**Qué hacer:** Actualiza un fragmento del texto sobre el taller de Iglesias. Escribe de nuevo la parte que empieza con las palabras "Exportar su negocio" y acaba con "hermanos y hermanas.", pero sustituye "prototipo" por "modelo".

Exportar su negocio también le ha traído algún malentendido cultural. «Tengo una clienta japonesa que, después de comprar un Lyon, me comentó que le encantaría tener una muñeca con rasgos japoneses. Me documenté sobre las facciones de los niños asiáticos y le mandé un prototipo. Pasaba el tiempo y no me decía nada, hasta que un día explotó: “Este no es japonés. ¡Es chino!”. Fui a buscar en Google y me di cuenta de que hay muchas diferencias. Los bebés japoneses nacen delgados, con los labios finos, los ojos redondos, mientras que los chinos son gorditos, sus ojos son como líneas y sus caras planas». Pero gracias a este incidente diplomático surgieron Kyoto, Yala y sus hermanos y hermanas.
En el taller de Iglesias no se encuentran sólo referencias a un mundo de pañales, primeros pasos y leche liofilizada. Al lado de criaturas indefensas e inocentes, hay cadáveres, monstruos y animales. «Los efectos especiales siguen siendo mi pasión. Este año formé parte del equipo que trabajó en Nadie quiere la noche, ganadora de cuatro Goyas, y justo ahora estamos creando unos perros para un parque de atracciones en Panamá», cuenta Iglesias.

[Datos de localización de objetos en lenguaje natural]
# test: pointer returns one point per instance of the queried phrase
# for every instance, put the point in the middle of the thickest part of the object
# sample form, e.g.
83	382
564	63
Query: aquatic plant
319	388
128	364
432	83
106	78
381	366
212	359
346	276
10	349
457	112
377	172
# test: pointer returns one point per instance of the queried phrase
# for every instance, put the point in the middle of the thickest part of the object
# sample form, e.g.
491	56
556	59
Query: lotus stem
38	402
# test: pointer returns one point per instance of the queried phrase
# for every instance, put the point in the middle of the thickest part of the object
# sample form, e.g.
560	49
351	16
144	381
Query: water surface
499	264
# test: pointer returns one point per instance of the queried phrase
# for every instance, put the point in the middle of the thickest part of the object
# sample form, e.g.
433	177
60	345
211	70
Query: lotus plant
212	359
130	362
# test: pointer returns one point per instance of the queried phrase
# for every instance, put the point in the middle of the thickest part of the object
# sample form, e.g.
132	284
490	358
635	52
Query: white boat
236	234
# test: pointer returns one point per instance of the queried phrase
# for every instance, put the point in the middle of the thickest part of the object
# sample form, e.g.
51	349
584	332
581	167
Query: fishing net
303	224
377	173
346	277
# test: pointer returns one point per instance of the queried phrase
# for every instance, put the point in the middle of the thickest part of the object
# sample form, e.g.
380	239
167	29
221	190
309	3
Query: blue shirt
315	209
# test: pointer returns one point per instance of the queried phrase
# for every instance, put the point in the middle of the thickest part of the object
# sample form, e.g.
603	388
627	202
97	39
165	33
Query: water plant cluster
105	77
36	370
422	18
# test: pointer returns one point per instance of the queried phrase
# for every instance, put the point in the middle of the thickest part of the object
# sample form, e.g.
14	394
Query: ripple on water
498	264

**Respuesta:**
Exportar su negocio también le ha traído algún malentendido cultural. «Tengo una clienta japonesa que, después de comprar un Lyon, me comentó que le encantaría tener una muñeca con rasgos japoneses. Me documenté sobre las facciones de los niños asiáticos y le mandé un modelo. Pasaba el tiempo y no me decía nada, hasta que un día explotó: “Este no es japonés. ¡Es chino!”. Fui a buscar en Google y me di cuenta de que hay muchas diferencias. Los bebés japoneses nacen delgados, con los labios finos, los ojos redondos, mientras que los chinos son gorditos, sus ojos son como líneas y sus caras planas». Pero gracias a este incidente diplomático surgieron Kyoto, Yala y sus hermanos y hermanas.